TASK | How many lines in the rows below contain the word "green"? Case counts, so match capitals and lowercase letters precisely, and reply with the number alone.

GIVEN RECORDS |
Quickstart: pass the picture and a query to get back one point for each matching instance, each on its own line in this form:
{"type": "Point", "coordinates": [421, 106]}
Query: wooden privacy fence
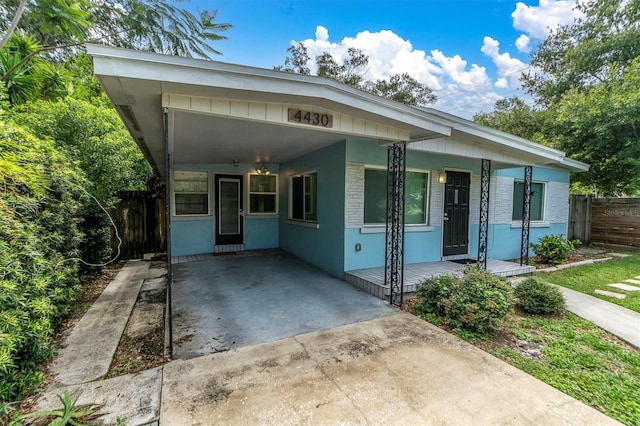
{"type": "Point", "coordinates": [605, 220]}
{"type": "Point", "coordinates": [141, 221]}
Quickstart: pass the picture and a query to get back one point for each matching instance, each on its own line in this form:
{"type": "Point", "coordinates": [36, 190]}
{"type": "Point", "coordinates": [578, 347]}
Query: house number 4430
{"type": "Point", "coordinates": [309, 117]}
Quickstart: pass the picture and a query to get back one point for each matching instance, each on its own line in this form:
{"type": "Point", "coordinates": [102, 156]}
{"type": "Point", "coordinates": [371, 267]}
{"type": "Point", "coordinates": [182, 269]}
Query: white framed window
{"type": "Point", "coordinates": [191, 193]}
{"type": "Point", "coordinates": [263, 194]}
{"type": "Point", "coordinates": [304, 197]}
{"type": "Point", "coordinates": [538, 192]}
{"type": "Point", "coordinates": [415, 202]}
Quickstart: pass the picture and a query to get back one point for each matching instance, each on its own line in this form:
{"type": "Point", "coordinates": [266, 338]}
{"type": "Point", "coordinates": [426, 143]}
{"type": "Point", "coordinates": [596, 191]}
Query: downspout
{"type": "Point", "coordinates": [167, 185]}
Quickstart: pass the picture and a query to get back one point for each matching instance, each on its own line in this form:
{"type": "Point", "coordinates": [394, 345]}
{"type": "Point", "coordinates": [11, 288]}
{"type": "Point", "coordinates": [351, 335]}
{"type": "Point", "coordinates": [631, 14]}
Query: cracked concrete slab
{"type": "Point", "coordinates": [625, 287]}
{"type": "Point", "coordinates": [154, 284]}
{"type": "Point", "coordinates": [86, 354]}
{"type": "Point", "coordinates": [396, 369]}
{"type": "Point", "coordinates": [134, 398]}
{"type": "Point", "coordinates": [610, 294]}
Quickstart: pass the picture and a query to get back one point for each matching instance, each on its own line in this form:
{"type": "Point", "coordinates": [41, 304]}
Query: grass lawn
{"type": "Point", "coordinates": [588, 278]}
{"type": "Point", "coordinates": [578, 358]}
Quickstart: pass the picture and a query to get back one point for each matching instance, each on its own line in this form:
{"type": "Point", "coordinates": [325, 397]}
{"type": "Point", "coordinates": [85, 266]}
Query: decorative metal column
{"type": "Point", "coordinates": [167, 197]}
{"type": "Point", "coordinates": [483, 233]}
{"type": "Point", "coordinates": [394, 260]}
{"type": "Point", "coordinates": [526, 216]}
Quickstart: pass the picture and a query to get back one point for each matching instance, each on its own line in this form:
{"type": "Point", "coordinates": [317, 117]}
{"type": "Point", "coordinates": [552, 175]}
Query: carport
{"type": "Point", "coordinates": [229, 301]}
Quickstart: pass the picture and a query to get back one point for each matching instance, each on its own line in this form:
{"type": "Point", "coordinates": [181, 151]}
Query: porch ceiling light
{"type": "Point", "coordinates": [263, 170]}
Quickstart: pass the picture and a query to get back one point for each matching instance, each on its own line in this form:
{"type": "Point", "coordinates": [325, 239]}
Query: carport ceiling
{"type": "Point", "coordinates": [200, 138]}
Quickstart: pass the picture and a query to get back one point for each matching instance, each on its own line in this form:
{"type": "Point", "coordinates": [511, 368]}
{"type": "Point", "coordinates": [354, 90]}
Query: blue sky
{"type": "Point", "coordinates": [470, 53]}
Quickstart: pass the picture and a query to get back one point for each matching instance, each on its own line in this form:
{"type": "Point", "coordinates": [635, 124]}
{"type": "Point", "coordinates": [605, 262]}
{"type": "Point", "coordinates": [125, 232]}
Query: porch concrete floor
{"type": "Point", "coordinates": [226, 302]}
{"type": "Point", "coordinates": [372, 279]}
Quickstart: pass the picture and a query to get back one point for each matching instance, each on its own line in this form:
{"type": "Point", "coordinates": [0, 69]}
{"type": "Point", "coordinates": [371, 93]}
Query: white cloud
{"type": "Point", "coordinates": [537, 21]}
{"type": "Point", "coordinates": [461, 88]}
{"type": "Point", "coordinates": [523, 43]}
{"type": "Point", "coordinates": [509, 69]}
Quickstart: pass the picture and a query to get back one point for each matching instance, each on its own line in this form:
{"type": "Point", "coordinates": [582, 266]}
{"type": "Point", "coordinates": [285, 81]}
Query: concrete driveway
{"type": "Point", "coordinates": [396, 369]}
{"type": "Point", "coordinates": [232, 301]}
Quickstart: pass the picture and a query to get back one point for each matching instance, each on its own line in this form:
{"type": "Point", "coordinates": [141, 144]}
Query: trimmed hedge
{"type": "Point", "coordinates": [476, 302]}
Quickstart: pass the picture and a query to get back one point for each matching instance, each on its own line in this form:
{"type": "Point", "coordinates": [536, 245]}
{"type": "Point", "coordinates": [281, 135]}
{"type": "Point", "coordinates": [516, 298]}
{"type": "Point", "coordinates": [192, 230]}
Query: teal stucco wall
{"type": "Point", "coordinates": [324, 246]}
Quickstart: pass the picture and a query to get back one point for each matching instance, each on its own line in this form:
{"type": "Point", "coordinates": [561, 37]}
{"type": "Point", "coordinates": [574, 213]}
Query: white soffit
{"type": "Point", "coordinates": [277, 114]}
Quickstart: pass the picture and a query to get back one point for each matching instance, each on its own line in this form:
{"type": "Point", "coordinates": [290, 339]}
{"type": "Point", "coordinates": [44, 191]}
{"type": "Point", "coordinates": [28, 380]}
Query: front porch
{"type": "Point", "coordinates": [371, 280]}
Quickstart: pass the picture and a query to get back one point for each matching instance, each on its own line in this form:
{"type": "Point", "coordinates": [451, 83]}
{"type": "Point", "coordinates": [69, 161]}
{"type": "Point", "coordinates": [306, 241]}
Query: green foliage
{"type": "Point", "coordinates": [538, 297]}
{"type": "Point", "coordinates": [70, 414]}
{"type": "Point", "coordinates": [399, 87]}
{"type": "Point", "coordinates": [480, 303]}
{"type": "Point", "coordinates": [94, 138]}
{"type": "Point", "coordinates": [154, 25]}
{"type": "Point", "coordinates": [515, 117]}
{"type": "Point", "coordinates": [583, 54]}
{"type": "Point", "coordinates": [477, 302]}
{"type": "Point", "coordinates": [40, 207]}
{"type": "Point", "coordinates": [588, 278]}
{"type": "Point", "coordinates": [581, 360]}
{"type": "Point", "coordinates": [554, 249]}
{"type": "Point", "coordinates": [432, 292]}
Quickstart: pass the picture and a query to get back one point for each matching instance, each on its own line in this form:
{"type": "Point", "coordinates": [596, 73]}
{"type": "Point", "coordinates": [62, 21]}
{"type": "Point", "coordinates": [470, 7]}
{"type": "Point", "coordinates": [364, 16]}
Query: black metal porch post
{"type": "Point", "coordinates": [394, 259]}
{"type": "Point", "coordinates": [483, 233]}
{"type": "Point", "coordinates": [167, 197]}
{"type": "Point", "coordinates": [526, 216]}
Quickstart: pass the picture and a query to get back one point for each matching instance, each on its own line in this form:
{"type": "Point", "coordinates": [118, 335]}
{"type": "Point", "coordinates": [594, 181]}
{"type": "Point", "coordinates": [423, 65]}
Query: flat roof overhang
{"type": "Point", "coordinates": [222, 112]}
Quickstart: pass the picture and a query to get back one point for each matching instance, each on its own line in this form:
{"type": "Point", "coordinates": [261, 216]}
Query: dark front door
{"type": "Point", "coordinates": [229, 223]}
{"type": "Point", "coordinates": [456, 214]}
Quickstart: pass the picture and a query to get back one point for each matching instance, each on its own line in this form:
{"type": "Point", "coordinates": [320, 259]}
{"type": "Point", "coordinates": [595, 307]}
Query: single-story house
{"type": "Point", "coordinates": [343, 179]}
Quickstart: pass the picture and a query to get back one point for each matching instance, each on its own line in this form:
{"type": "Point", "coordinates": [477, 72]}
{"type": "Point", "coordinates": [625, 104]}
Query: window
{"type": "Point", "coordinates": [304, 196]}
{"type": "Point", "coordinates": [375, 197]}
{"type": "Point", "coordinates": [191, 191]}
{"type": "Point", "coordinates": [263, 194]}
{"type": "Point", "coordinates": [537, 201]}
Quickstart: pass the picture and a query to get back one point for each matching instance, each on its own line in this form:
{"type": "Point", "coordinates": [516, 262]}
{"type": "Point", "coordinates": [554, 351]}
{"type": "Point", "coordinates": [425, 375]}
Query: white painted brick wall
{"type": "Point", "coordinates": [436, 209]}
{"type": "Point", "coordinates": [354, 196]}
{"type": "Point", "coordinates": [501, 200]}
{"type": "Point", "coordinates": [557, 202]}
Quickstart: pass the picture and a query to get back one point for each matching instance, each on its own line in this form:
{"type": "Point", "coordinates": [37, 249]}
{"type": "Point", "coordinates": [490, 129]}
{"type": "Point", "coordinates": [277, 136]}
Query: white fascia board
{"type": "Point", "coordinates": [575, 165]}
{"type": "Point", "coordinates": [502, 138]}
{"type": "Point", "coordinates": [126, 63]}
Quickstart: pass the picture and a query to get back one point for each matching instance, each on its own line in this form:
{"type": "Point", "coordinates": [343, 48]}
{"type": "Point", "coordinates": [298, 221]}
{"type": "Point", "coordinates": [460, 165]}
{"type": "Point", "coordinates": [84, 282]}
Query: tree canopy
{"type": "Point", "coordinates": [399, 87]}
{"type": "Point", "coordinates": [586, 82]}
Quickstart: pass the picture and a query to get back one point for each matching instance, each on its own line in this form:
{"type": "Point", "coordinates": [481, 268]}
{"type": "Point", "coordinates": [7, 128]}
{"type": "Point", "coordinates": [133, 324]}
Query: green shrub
{"type": "Point", "coordinates": [432, 292]}
{"type": "Point", "coordinates": [554, 249]}
{"type": "Point", "coordinates": [476, 302]}
{"type": "Point", "coordinates": [538, 297]}
{"type": "Point", "coordinates": [40, 206]}
{"type": "Point", "coordinates": [480, 302]}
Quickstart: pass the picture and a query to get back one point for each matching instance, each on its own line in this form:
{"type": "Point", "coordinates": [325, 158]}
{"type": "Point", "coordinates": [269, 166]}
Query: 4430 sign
{"type": "Point", "coordinates": [311, 118]}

RESPONSE TO THIS EXERCISE | 2